Begin Selected extract

The Diocese of Balanga is one of the 72 dioceses of the Catholic Church in the Philippines. It was established on March 17, 1975, by Pope Paul VI.

The diocese comprises the whole civil province of Bataan, with 37 parishes, one minor basilica, chaplaincy, quasi-parish and chapel, and 4 vicariates. It has 11 schools as of 2017, with 10 are operated by the diocese's Diocesan Schools of Bataan (DSOB). The Diocesan Shrine and Cathedral-Parish of St. Joseph, Husband of Mary in Aguire Street, Poblacion, Balanga, serves as the seat of the diocese. It is part of the Ecclesiastical Province of San Fernando, Pampanga.

The titular patron of the diocese is Saint Joseph, Husband of Mary, whose feast day falls on March 19. The city fiesta is celebrated on April 28.

History
The Diocese of Balanga was established on March 17, 1975, by Pope Paul VI through the papal bull Quoniam Recte Universum. It comprises the entire civil province of Bataan, the smallest among the provinces of Central Luzon. The province is a peninsula jutting out to sea, with Manila Bay to the east, South China Sea to the west, and the province of Zambales to the north.

Before this, the region was divided into two parts: the Corregimiento of Mariveles and the Province of Pampanga. The towns of Mariveles, Bagac, Morong and Maragondon, Cavite, comprised the Corregimiento of Mariveles that was under the jurisdiction of the Recollect Order of the Roman Catholic Church. The province of Pampanga included the towns of Orion, Pilar, Balanga, Abucay, Samal, Orani, Llana Hermosa and San Juan de Dinalupihan. The latter group was under the charge of the Dominican Order. Limay, the twelfth town of Bataan, was named only in 1917.

The topography of the province has made most of the inhabitants farmers or fishermen, with a sprinkling of merchants, factory workers and professionals. Recent years, however, have seen the development of manufacturing industries in the province, particularly the Free Zone in Mariveles which has brought an influx of workers from other provinces and improved living conditions of its own workers.

Historically, Bataan is most remembered, along with the island of Corregidor, as the main scene of action in the Philippines during the Second World War. These places are strategic in guarding the entrance to Manila Bay. The surrender of Filipino and American soldiers to overwhelming Japanese forces marked the Fall of Bataan in 1942. A war memorial, Dambana ng Kagitingan, now stands to honor the men who fought and died in that last stand.

On 2025, the diocese will celebrate its 50th anniversary.

Diocesan coat-of-arms
The miter symbolizes the pastoral authority of a bishop, which he will be exercising within the province.

The three long-stemmed lilies, symbols of Saint Joseph, the patron saint of the cathedral. According to legend the staves of the many suitors of the Blessed Virgin Mary were gathered in the temple; the staff of Joseph bloomed to signify that he was the one chosen by God to be the head of the Holy Family. Blue signifies peace, justice and tranquility. Joseph was called "just" by the Gospel. He was a placid and silent man, too.

End Selected extract
Begin Raw records

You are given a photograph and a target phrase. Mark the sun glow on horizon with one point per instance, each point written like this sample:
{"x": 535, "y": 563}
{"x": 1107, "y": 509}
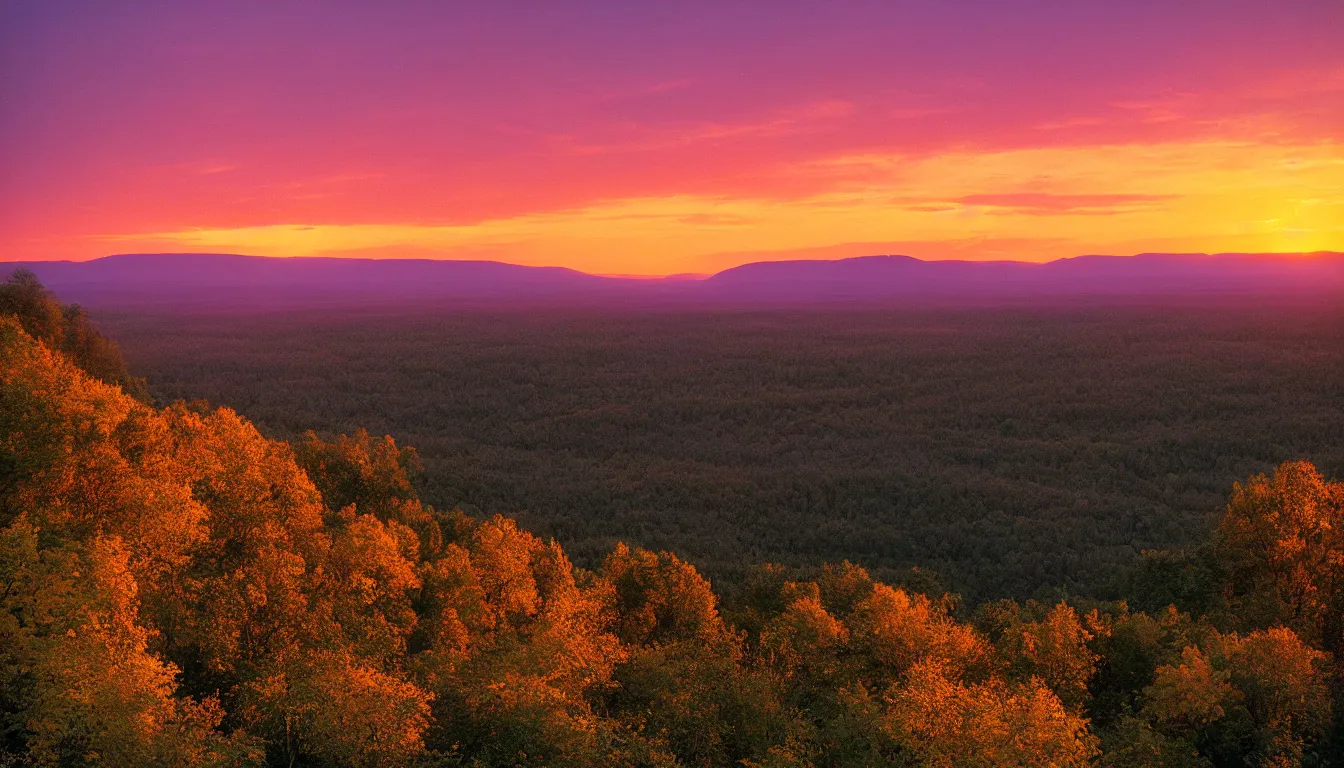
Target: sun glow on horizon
{"x": 954, "y": 143}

End Raw records

■ **Direction**
From the Diocese of Balanga text, return word for word the passage starting with "The titular patron" and going on through "to the north.".

■ **Correct output**
The titular patron of the diocese is Saint Joseph, Husband of Mary, whose feast day falls on March 19. The city fiesta is celebrated on April 28.

History
The Diocese of Balanga was established on March 17, 1975, by Pope Paul VI through the papal bull Quoniam Recte Universum. It comprises the entire civil province of Bataan, the smallest among the provinces of Central Luzon. The province is a peninsula jutting out to sea, with Manila Bay to the east, South China Sea to the west, and the province of Zambales to the north.